# [EXERCISE INSTRUCTIONS]
Write out the records again, exactly, leaving none out.

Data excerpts
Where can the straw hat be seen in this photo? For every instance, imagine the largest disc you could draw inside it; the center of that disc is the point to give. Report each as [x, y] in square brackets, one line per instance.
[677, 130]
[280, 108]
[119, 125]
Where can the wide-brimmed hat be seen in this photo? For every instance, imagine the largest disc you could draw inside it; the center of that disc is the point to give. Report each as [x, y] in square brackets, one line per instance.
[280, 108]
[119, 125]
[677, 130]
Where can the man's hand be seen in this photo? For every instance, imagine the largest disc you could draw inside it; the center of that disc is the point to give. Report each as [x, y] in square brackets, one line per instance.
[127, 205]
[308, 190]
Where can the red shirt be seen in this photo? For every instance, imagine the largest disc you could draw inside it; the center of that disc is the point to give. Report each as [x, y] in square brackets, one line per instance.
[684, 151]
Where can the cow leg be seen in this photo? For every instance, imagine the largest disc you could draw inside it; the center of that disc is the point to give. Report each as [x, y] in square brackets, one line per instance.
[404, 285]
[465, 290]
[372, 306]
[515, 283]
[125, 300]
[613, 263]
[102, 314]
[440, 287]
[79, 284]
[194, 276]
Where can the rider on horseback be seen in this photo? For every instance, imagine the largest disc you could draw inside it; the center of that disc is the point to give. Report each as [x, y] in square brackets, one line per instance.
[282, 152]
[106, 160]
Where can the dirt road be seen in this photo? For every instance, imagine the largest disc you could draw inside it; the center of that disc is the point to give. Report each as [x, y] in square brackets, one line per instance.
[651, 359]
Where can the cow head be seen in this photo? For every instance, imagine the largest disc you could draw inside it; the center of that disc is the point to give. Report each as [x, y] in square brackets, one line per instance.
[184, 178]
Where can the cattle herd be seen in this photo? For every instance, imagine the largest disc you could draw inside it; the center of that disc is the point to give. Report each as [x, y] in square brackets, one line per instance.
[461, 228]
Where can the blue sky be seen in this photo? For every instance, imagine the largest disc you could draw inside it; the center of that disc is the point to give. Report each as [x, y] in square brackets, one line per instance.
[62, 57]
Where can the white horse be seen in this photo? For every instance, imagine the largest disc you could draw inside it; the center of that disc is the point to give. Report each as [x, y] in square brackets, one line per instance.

# [WRITTEN SOLUTION]
Where can the straw hat be seen in this photo? For every instance, imagine the largest disc you could draw inside it; the center of that disc is the point to give. Report each as [x, y] in square brackets, one line per instance.
[677, 130]
[280, 108]
[119, 125]
Where can the wide-brimmed hat be seen in this photo? For every instance, imagine the largest disc you could draw inside it; the center of that disc is the point to give. Report each as [x, y] in square brackets, one line per instance.
[280, 108]
[119, 125]
[677, 130]
Where can the man's hand be seen in this photo? For every instance, imagine the largest disc you could draw inside it; the center of that disc is the point to give. Report each as [x, y] in square brackets, one line per instance.
[127, 205]
[308, 190]
Where can the red shirt be seen in this photo? For every instance, imagine the largest disc you could draw inside it; the center of that disc is the point to give. Report each as [x, y] in square brackets, one line per instance.
[684, 151]
Where can the cow leg be seen in this photo? For every instance, imagine the largest disc you could draw inside it; the center of that disc is the point to give. Report each as [x, y] in square brackets, one line per instance.
[404, 285]
[465, 290]
[372, 306]
[515, 283]
[125, 300]
[613, 263]
[102, 314]
[440, 287]
[79, 284]
[194, 276]
Where can the rider on horseback be seen in this photo? For every instance, imagine the largest disc you could draw inside it; the center of that disc is the point to give. Report each as [x, y] in square brackets, one line per instance.
[282, 152]
[106, 160]
Where can the dirt road be seen in this photo? For every instance, imagine the largest disc you could draw inside it; the center of that disc is the point to give. Report each as [x, y] in square brackets, one line per instance.
[651, 359]
Where can the cow head be seen in this photo? For every instance, imagine the largest disc you could draw inside it; the center of that disc is the point to give. Report each as [x, y] in square brackets, one line per instance.
[184, 178]
Where can the cattle herd be seen in this photo? For every instance, imagine the largest disc you could draw inside it; the center of that disc is the point to give. Report each as [x, y] in square brackets, one line per instance.
[461, 228]
Where can the blue sky be seen in this photo? For every instance, imagine the largest disc you could draw inside it; the center of that disc is the point to give. Report each as [x, y] in square brackets, one line per instance.
[62, 57]
Where can the white horse be seen in this photo? For every instance, imagine the largest disc you could draw inside it; the center of that disc is the point to give. Report each as [x, y] in square brackets, one line per instance.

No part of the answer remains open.